TASK INPUTS below:
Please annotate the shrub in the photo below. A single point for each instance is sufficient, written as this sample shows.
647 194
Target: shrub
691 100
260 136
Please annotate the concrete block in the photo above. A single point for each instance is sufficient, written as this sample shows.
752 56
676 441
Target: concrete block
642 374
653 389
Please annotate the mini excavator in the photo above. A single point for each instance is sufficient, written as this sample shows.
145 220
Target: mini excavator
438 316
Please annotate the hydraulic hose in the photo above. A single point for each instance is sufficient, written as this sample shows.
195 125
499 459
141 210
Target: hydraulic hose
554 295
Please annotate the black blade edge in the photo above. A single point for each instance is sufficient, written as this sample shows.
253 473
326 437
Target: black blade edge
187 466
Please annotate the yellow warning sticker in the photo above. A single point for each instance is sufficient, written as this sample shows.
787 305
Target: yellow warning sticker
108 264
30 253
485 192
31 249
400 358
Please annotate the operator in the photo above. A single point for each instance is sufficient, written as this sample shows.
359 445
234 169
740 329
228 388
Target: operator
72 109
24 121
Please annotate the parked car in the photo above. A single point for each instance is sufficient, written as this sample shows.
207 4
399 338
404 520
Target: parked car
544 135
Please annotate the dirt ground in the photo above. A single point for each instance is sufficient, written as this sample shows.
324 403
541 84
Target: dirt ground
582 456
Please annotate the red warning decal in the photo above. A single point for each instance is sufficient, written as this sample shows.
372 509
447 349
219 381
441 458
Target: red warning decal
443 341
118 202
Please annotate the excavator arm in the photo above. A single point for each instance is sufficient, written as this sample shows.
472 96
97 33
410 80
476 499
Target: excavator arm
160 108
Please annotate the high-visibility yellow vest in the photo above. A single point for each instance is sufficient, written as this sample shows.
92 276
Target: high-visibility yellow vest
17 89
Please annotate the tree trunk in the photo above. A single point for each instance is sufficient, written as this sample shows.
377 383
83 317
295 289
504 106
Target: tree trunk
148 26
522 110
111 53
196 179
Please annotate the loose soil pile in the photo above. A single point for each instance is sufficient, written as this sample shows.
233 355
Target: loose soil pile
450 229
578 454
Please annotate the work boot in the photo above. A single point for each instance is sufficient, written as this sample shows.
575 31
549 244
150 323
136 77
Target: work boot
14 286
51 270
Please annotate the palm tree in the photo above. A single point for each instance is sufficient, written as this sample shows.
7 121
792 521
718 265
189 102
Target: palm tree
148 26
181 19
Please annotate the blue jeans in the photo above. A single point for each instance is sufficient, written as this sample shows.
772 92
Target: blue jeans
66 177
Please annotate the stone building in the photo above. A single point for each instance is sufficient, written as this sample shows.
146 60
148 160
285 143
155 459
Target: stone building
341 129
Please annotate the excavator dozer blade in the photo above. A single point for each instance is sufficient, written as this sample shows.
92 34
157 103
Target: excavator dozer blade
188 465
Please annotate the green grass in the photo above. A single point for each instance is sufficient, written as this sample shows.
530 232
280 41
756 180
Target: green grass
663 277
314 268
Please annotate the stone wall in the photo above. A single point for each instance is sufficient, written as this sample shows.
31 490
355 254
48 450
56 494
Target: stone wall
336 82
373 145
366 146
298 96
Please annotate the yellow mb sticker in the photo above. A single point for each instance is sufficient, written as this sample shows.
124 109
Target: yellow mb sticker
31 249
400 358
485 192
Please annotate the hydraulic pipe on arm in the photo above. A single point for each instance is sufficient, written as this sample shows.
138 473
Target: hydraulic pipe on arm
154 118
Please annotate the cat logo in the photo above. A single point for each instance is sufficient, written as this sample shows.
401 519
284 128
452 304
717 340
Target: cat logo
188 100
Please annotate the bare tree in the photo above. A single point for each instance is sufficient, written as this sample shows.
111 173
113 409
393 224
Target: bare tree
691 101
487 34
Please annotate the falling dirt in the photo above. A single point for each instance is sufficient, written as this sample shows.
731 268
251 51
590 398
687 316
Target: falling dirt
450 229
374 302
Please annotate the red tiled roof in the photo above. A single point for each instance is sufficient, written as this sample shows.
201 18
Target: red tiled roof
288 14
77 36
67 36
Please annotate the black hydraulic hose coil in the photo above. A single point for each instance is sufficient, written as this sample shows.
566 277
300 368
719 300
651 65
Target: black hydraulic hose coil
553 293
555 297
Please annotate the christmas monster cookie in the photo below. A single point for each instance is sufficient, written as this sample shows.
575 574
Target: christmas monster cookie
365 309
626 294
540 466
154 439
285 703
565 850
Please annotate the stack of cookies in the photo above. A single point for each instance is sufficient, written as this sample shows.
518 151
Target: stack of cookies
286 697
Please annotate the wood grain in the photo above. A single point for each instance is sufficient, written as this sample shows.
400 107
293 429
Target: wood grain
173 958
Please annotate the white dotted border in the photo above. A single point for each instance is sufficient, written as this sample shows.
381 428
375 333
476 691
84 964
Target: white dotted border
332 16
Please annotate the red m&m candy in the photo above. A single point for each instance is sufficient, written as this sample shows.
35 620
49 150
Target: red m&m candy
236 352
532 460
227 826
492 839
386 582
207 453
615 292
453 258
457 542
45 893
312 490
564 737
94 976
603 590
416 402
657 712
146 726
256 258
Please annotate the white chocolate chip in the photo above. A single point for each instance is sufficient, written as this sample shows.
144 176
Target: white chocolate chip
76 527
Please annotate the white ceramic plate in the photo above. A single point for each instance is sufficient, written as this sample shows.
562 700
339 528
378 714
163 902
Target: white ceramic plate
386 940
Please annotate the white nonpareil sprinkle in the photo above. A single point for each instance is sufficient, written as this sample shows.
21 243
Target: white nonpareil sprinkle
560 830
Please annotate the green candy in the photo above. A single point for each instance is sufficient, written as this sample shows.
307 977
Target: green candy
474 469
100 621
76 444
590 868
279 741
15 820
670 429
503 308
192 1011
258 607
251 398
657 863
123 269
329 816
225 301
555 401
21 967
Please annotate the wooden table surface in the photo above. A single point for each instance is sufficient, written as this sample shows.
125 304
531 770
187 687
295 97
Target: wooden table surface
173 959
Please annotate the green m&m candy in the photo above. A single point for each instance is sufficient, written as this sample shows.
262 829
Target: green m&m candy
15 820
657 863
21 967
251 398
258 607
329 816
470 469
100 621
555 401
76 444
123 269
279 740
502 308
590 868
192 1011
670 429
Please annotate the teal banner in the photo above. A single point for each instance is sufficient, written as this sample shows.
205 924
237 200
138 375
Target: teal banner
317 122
End of TASK INPUTS.
YOUR INSTRUCTIONS: Repeat the data word for word, leaving out no line.

RESULT OF THE EXERCISE:
Please annotate the shrub in the photo below. A single point for each instance is sufficient, written as this sample shows.
647 194
Target: shrub
691 100
260 136
Please annotate the concrete block in the photo above. A single point for each instance is sufficient, written as this sample shows.
752 56
676 441
Target: concrete block
642 374
653 389
Please annotate the mini excavator in the photo above. A single point for each instance is sufficient, written as this sample shows.
145 220
Target: mini excavator
438 316
Please annotate the hydraulic hose in the photo above. A single point for each instance is sufficient, written as this sample shows.
195 125
499 459
141 210
Target: hydraulic hose
554 295
Please annotate the black blade edge in the photo above. A single point for each instance is sufficient, written as this sample shows.
253 473
326 437
Target: black blade edge
187 466
Please annotate the yellow warning sticker in the photo above. A single point for each instance is sufficient, written as this sample shows.
787 305
Target: yellow warning sticker
108 264
30 253
485 192
31 249
400 358
Please annotate the operator in the photo above. A single point for each instance is sufficient, written as this sample shows.
359 445
234 169
740 329
228 388
Target: operator
72 109
24 121
Please annotate the parked car in the photo above. A single point for each instance is sufficient, written as this sample shows.
207 4
399 338
404 520
Target: parked car
544 135
Please annotate the dirt ground in the photo above. A single point for each instance is sufficient, written as this sample shows.
324 403
541 84
Target: dirt ground
582 456
Please annotate the red warning decal in the photo above. A single point for each instance is sufficient, written as this sample shows.
372 509
447 349
219 381
441 458
Target: red warning decal
443 341
118 202
Please annotate the excavator arm in the photo above. A single point for each instance is sufficient, written as this sample shows.
472 96
97 33
410 80
476 499
Target: excavator arm
160 108
Please annotate the high-visibility yellow vest in the photo above. A single point for each instance is sufficient, written as this sample shows.
92 276
Target: high-visibility yellow vest
17 89
Please annotate the tree trunk in the photo above. A single point for each instance is sufficient, written as this sample shows.
377 383
83 317
295 289
504 106
Target: tree trunk
148 26
522 110
111 53
196 179
Please annotate the loose soil pile in the photo above. A single point for each instance is sufficient, written as this sample shows.
233 355
Target: loose soil pile
450 229
578 454
Please annotate the work boot in the photo above. A single point for each instance is sufficient, written as this sample shows.
575 31
549 244
150 323
136 77
Target: work boot
14 286
51 270
Please annotate the palm tree in the photo above. A single point for each instance is sufficient, written as this sample shows.
7 121
792 521
718 265
189 102
Target: palm tree
148 26
181 19
Please annotate the blue jeans in the photo above. A single point for each instance is sufficient, written as this sample shows.
772 92
Target: blue jeans
66 177
Please annotate the stone building in the photo above. A single point for each instance is sufficient, written as this sample shows.
146 60
148 160
285 143
155 459
Target: stone building
341 129
Please annotate the excavator dozer blade in the photo above. A single point for each instance is sufficient, written as this sample shows.
92 34
157 103
Target: excavator dozer blade
188 465
Please annotate the green grass in the photo above. A single point for each instance is sufficient, written as this sample shows.
530 232
280 41
756 180
Target: green grass
663 277
314 268
Please annotate the stone wall in the photo above. A single point for each instance is sufficient, written as this sample shows.
31 490
355 254
48 450
56 494
Target: stone wall
336 82
373 145
366 146
298 96
Please annotate the yellow mb sticker in the photo above. A single point for each instance is sufficient, written as this sample shows.
124 109
Target: yellow mb sticker
31 249
400 358
485 192
Please annotate the hydraulic pipe on arm in the photo above. A single point for each instance is sufficient, written as this sample shows.
138 473
Target: hydraulic pipe on arm
154 118
Please annotate the cat logo in the photo above. A single point for each instance is sufficient, written as this sample shows.
401 519
284 128
452 304
717 340
Target: cat logo
188 100
Please annotate the bare tree in the photo above. A single point for each instance is sufficient, written as this sample shows.
111 173
113 409
393 224
Target: bare tree
691 101
487 34
Please annotate the falling dirt in the photo above. A single point for each instance is sufficient, written as this sample shows.
731 268
251 51
590 398
687 316
Target: falling dirt
450 229
374 302
Please annotate the red tiled roof in the photo above. A single point for each instance is sufficient, written as this sample shows.
201 18
Target: red tiled roof
288 14
77 36
67 36
Please annotate the black hydraulic hose coil in the photo above. A single point for each instance is sufficient, written as this sample shows.
566 277
300 368
719 300
651 65
Target: black hydraulic hose coil
553 293
555 297
Please annotate the christmas monster cookie in the photo below. A single point for each instance is sufficient, written as this sample shows.
575 574
Target: christmas monster cookie
365 309
626 294
540 466
154 439
285 703
565 850
Please annotate the stack of cookies in the photo above. A single point for each instance is sufficient, written as this sample shows.
518 151
Target: stack of cookies
286 697
Please annotate the wood grain in the photo above. A single point for each instance is sufficient, written as this sample shows.
400 107
293 429
Target: wood grain
173 958
Please annotate the white dotted border in the photo above. A single point for each instance is sufficient, written as this sample shows.
381 428
375 333
476 691
84 964
Target: white dotted border
332 16
Please annotate the red m&m candy in the photo above. A single point for each instance is sufficient, written as this sample shows.
35 620
49 150
Target: red m&m candy
236 352
532 460
227 826
492 839
386 582
207 453
615 292
453 258
457 542
45 893
312 490
564 737
94 976
603 590
416 402
657 712
146 726
256 258
Please annotate the white chocolate chip in the photo above. A single point for each instance is sufficient, written as this sample shows.
144 176
Target: white chocolate chip
76 527
Please annotate the white ceramic plate in the photo above. A single point for each instance is sufficient, written as this sample shows.
562 700
339 528
378 714
163 902
Target: white ceramic plate
386 940
Please annotate the white nonpareil sprinkle in the photo above. A single point for each instance is sufficient, written as this sample shows.
21 243
Target: white nonpareil sprinkle
560 830
Please annotate the green candy in the photo above. A single point for each instance is sufficient, written as this sample shows.
307 977
Target: green candy
474 469
100 621
76 444
590 868
279 741
15 820
670 429
503 308
192 1011
258 607
251 398
657 863
123 269
329 816
225 301
555 401
21 967
Please annotate the wooden table surface in the photo above. A single point for each instance is sufficient, written as this sample shows.
125 304
531 770
187 687
295 97
Target: wooden table surface
173 959
Please annotate the green m&m candy in the photo above. A single point for each instance is sufficient, written as this sample shows.
262 829
Target: green m&m candy
15 820
657 863
21 967
251 398
258 607
329 816
470 469
100 621
555 401
76 444
123 269
279 740
502 308
590 868
192 1011
670 429
Please annotate the teal banner in the photo above. A single point for each instance is sufficient, written as this sample shows.
205 924
237 200
138 375
Target: teal banner
317 122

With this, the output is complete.